Before you finish, make sure every line below has been written out exactly.

═══ Source information

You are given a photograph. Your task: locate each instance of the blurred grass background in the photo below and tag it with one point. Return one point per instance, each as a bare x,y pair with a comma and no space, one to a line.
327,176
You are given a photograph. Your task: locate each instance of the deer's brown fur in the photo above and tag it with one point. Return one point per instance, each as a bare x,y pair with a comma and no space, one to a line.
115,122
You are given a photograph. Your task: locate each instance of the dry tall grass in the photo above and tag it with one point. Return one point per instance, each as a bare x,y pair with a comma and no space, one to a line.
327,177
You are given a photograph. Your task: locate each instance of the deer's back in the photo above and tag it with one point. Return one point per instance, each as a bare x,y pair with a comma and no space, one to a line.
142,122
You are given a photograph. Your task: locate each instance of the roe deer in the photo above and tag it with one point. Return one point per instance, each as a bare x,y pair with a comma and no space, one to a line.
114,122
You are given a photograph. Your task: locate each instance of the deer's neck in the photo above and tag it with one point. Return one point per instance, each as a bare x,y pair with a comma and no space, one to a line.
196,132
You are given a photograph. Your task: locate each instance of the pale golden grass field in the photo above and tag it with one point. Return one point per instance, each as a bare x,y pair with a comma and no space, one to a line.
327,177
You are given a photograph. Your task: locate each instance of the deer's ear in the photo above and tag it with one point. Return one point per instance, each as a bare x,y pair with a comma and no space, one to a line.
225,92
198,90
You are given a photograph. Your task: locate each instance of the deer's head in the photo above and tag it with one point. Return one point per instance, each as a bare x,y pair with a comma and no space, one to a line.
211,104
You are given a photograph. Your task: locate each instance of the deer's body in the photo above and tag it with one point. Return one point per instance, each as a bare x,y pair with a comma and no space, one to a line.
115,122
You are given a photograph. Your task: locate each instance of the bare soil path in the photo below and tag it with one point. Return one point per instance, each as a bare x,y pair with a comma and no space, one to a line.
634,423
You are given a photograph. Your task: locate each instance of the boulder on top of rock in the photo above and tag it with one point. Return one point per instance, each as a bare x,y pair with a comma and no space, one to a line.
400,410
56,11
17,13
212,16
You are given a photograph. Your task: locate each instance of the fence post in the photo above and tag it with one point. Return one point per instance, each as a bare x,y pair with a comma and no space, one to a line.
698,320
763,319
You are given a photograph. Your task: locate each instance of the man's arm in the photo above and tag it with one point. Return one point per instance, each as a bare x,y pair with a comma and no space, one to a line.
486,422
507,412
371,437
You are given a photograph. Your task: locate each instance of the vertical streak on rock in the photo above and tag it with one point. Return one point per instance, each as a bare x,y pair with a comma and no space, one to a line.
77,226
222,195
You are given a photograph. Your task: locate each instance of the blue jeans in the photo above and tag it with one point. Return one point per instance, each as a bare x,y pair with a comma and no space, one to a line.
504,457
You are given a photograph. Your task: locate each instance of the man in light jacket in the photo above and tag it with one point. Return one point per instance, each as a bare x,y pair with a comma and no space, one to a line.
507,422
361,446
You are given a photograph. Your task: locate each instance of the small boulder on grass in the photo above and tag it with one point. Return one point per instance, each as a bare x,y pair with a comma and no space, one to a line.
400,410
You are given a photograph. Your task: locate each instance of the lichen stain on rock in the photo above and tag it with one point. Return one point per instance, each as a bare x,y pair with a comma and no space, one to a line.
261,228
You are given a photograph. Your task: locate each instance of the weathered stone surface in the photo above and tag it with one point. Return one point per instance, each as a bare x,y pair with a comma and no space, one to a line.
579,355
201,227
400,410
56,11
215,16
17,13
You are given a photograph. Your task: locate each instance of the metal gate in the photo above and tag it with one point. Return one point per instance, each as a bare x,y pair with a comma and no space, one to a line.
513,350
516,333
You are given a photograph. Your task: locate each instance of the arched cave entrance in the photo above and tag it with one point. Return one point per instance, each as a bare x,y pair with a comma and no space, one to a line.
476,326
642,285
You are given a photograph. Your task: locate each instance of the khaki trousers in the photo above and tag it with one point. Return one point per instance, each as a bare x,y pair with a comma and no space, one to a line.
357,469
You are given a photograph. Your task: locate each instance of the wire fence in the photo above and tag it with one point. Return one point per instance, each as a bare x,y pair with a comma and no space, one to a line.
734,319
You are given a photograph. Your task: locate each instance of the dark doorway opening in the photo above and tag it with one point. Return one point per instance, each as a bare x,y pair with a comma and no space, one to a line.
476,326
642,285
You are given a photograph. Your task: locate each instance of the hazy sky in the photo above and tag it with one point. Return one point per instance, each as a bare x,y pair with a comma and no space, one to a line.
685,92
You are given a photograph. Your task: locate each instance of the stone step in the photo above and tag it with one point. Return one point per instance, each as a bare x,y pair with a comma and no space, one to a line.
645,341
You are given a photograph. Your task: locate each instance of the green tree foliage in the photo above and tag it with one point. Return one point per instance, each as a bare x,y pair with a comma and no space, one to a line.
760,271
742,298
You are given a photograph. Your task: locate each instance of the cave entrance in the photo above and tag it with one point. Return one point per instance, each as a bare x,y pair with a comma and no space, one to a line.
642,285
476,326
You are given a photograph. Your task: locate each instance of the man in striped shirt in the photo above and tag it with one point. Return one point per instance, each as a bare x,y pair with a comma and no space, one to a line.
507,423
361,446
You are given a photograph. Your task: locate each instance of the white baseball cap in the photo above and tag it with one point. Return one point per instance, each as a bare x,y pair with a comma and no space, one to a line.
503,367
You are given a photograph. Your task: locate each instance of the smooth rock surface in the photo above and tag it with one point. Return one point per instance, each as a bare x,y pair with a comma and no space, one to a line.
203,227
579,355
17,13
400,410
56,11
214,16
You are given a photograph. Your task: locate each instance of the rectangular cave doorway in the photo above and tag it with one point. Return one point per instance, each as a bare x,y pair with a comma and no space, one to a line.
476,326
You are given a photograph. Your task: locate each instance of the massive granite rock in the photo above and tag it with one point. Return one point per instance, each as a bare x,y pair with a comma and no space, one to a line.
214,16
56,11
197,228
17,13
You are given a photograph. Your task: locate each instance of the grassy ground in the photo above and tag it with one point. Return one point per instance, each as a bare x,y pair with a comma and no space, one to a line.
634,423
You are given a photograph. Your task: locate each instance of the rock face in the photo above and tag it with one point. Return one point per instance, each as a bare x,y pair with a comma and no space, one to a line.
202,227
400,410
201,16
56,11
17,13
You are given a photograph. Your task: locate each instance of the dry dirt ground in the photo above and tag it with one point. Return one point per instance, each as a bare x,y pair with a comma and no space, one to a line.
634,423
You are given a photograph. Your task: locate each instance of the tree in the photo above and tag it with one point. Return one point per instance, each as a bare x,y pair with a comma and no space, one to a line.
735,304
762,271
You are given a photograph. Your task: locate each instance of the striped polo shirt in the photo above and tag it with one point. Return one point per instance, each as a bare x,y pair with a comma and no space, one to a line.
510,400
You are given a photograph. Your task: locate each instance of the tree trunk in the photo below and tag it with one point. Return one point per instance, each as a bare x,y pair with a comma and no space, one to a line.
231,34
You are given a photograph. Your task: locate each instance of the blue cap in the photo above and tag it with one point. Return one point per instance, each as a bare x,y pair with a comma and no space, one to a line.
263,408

══════

→ Task solution
You are given a photograph. Your task: locate each instance of the blurred grass background in the photo below and tag it with one point. Return one point per instance, each as a bare x,y pair with a comma and no space, one to a line.
327,176
You are given a photograph. Your task: locate each instance of the deer's brown fur in the photo above and tag it with one point. Return one point per instance, each as a bare x,y pair with a comma and no space, one to a line.
115,122
You are given a photograph. Your task: locate each instance of the dry tall grass in the photo above and tag it with one point. Return one point per instance, each as a bare x,y pair with a comma and no space, one to a line.
327,177
You are given a photograph. Your task: locate each instance of the deer's back in the photo above and tag it with one point. Return one point per instance, each as a bare x,y pair with a comma and no space, one to a line.
142,122
You are given a photograph. Your task: locate each instance of the roe deer in the photo above and tag it with one point. Return one point per instance, each as a bare x,y pair with a comma and no space, one to a line.
114,122
You are given a photograph. Your task: locate each instance of the deer's neck in the photo above and tag it with one point. Return one point per instance, each as a bare x,y pair with a comma and no space, one to a line.
196,132
You are given a photograph. Your task: locate each instance of the pale golden grass field in the photo above and tag it with one point. Return one point per instance, each as a bare x,y pair with a comma and no space, one to a line.
327,177
You are given a photograph. Your task: locate each instance of the deer's ear in the photo above and tag it with one point. Return one point per instance, each as a bare x,y pair with a comma and no space, one to a line.
225,92
198,90
You are given a photograph. Your task: locate each instance of the deer's head in the photo above and tag it with one point. Return one point per instance, each as a bare x,y pair with a comma and no space, one to a line.
211,104
You are given a photograph. Your task: locate each instance of the deer's body in the photo above and tag it with one point. Return one point per instance, each as a bare x,y pair with a comma and no space, one to a line.
115,122
You are given a photograph. Your task: locate each instance of the bare soil path in the photo below and tag it with one point. Return one point per instance, each as a bare x,y pair with a comma and no space, one to a line.
634,423
You are given a photograph. Your task: locate each instance of the boulder on top of rock in the photo above and tag it with one point. Return one point per instance, each as a bare x,y pair with a comma and no space, one to a line.
400,410
56,11
17,13
212,16
You are given a photograph. Your task: locate each instance of the fence post in the photo above and tag it with one point. Return one point per instance, each as a bare x,y pair with a comma and no space, one to a line.
698,320
763,319
You are given a photograph. Your task: locate each instance of the man's arm in the photo above and tag it with one point. Return one point per instance, each as a bare x,y pair with a comma and no space, one to a line.
486,422
507,412
371,437
You are given a photograph. Your task: locate each instance of the vertical streak on rock in the photo above and tag it with one point. Return one point per instance, each as a bare x,y pair with a comma and no space, one to a line.
77,226
222,195
You are given a photograph. Your task: locate each instance of the blue jeans in the photo above and tag it with one point. Return one point per instance, each as a bare x,y pair with a comma and no space, one to a line.
504,457
You are given a photograph. Your task: locate each instance of the man in light jacket in the photo above and tag it with one point. Return one point per instance, each as a bare x,y pair with a comma and no space, one to a line.
507,422
361,446
You are given a photograph. Your task: locate each instance of the small boulder on grass in the photo above and tag it with one point. Return one point per instance, each as a bare x,y pair with a comma and no space, one to a line.
400,410
You are given a photograph. Your task: locate each instance of the lichen stain on rock in the photo above and tag it with one point. Return one point per instance, each as a bare x,y pair with a comma and no space, one to a line.
261,228
You are given a photograph. Your task: locate each instance of the weathered stone surface in the photo above and tag it with one point. Return one point per instance, each as a bare x,y pair with a comma and no space, one to a line.
579,355
201,227
400,410
56,11
215,16
17,13
You are given a photograph. Your task: locate each instance of the metal gate in the photo above and tag it with one point. Return one point per instance, each as a bare x,y pair with a comma and no space, one to a line.
513,350
516,333
You are given a photograph. Your task: locate each instance of the arched cave entrance in the photo above and tag it with one point. Return one point per instance, each as a bare x,y pair with a comma and no space, one to a line.
476,326
642,285
You are given a photograph. Your task: locate each instance of the khaki trousers in the photo above and tag it with one point. Return one point per instance, each as a bare x,y pair with a comma and no space, one to a line.
357,469
You are given a photograph. Your task: locate each instance of the wire fence in the photo above and tag it with one point. Return one point per instance, each as a bare x,y pair with a comma and no space, one to a line.
734,319
You are given a photograph. Your task: locate each instance of the dark doorway opening in the photo above and tag it with one point. Return one point per instance, each as a bare x,y pair with a comma and no space, one to a line.
476,326
642,285
You are given a photograph. Your task: locate each instance of the hazy sky in the photo above and tag it with one point. Return one point per instance, each as a bare x,y pair with a comma and no space, one to a line.
685,92
You are given a photograph. Your task: locate each instance of the stone step in the photo above and tag it with one point. Return one point per instance, each as a bare x,y pair with a comma and no space, one to a line.
645,341
You are given a photograph. Your task: locate each instance of the green tree foliage in the photo above and tag it with one point. Return one point per instance, each as a bare x,y pair with a comma and no space, one to a line.
760,271
742,298
You are given a photograph. Your task: locate each instance of the cave entrance in the photo above and tag it with one point. Return one point per instance, each as a bare x,y pair with a comma and no space, one to a line.
642,285
476,326
You are given a photograph. Your task: locate each instance of the man in striped shirt in the photo above and tag it with one point. Return one point per instance, each as a bare x,y pair with a comma and no space, one to a line.
507,423
361,446
You are given a photograph. Your task: locate each instance of the white baseball cap in the photo above and tag it with one point. Return one point per instance, each as a bare x,y pair with a comma and no space, one to a line.
503,367
You are given a photograph. Your task: locate each instance of the smooth rock surface in the photo above and tag it with one point. Return one point per instance, each as a bare x,y pair with a comma and no space, one to a line.
203,227
579,355
17,13
400,410
56,11
214,16
You are given a photograph. Your task: locate each instance of the rectangular cave doorway in the photo above and tag it with one point. Return one point per instance, each as a bare x,y pair with a comma and no space, one to a line.
476,326
You are given a photograph. Your task: locate each instance of the massive granite rock in the photo above and tag it with one point. Return one point per instance, each as a bare x,y pair with a comma and no space, one to a line.
214,16
56,11
197,228
17,13
You are given a photograph. Your task: locate each instance of the grassy ground in the photo above and tag it with one point. Return one point per instance, each as a bare x,y pair with a comma and no space, one to a line.
634,423
You are given a photograph. Your task: locate each instance of the rock face in the photo above and tag it with one point. Return one point per instance, each as a bare x,y pair with a comma and no space, one to a line.
202,227
400,410
201,16
56,11
17,13
You are given a photograph. Your task: locate each instance of the dry dirt ground in the photo above and tag it with one point. Return one point per instance, each as a bare x,y pair with a comma and no space, one to a line.
634,423
You are given a photograph. Your task: locate each instance of the tree in the photo above and tag it with one point. Return one point per instance, each as a bare x,y pair with a comma and no space, one to a line.
735,304
762,271
You are given a photograph. Your task: locate each instance of the striped polo shirt in the photo above and tag it with one point. Return one point per instance, each as a bare x,y pair with a comma and no space, one to a line.
510,400
You are given a photograph. Your task: locate each instance of the tree trunk in the photo below and tag it with one point. Return one point per instance, each as a bare x,y pair with a comma and no space, one to a line.
231,34
You are given a photograph. Your task: locate each instance of the blue cap in the photo above and tag it with one point. Return one point per instance, each as a bare x,y pair with a comma and no space, one to a line.
263,408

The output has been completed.